Pick out all lines of the entries that include the word "instance" and copy them.

━━ RECORDED DATA

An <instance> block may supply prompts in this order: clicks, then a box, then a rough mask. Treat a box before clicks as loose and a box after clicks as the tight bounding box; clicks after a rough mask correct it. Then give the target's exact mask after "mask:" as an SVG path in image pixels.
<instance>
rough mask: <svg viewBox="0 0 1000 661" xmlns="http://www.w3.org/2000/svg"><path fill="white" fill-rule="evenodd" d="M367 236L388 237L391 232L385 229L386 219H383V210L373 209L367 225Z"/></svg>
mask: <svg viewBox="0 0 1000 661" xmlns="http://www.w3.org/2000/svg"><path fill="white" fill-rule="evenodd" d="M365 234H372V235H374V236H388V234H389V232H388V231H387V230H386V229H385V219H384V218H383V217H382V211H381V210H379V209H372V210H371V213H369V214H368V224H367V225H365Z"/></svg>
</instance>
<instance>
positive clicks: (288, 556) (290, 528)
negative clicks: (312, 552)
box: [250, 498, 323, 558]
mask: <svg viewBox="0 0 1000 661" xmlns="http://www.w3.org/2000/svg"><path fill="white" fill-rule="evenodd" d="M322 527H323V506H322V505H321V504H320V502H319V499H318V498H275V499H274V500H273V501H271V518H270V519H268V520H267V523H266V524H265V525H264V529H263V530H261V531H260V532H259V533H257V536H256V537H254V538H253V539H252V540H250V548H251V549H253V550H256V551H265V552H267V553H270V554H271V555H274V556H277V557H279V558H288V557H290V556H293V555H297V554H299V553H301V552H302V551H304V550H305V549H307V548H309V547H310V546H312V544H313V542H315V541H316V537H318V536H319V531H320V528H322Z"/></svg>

━━━━

SOLUTION =
An <instance> block may supply prompts in this order: clicks, then a box, then a rough mask. Treat a box before clicks as loose and a box after clicks as the tight bounding box; clicks after a rough mask correct it. Then give the target's exact mask after "mask:" as an SVG path in image pixels.
<instance>
</instance>
<instance>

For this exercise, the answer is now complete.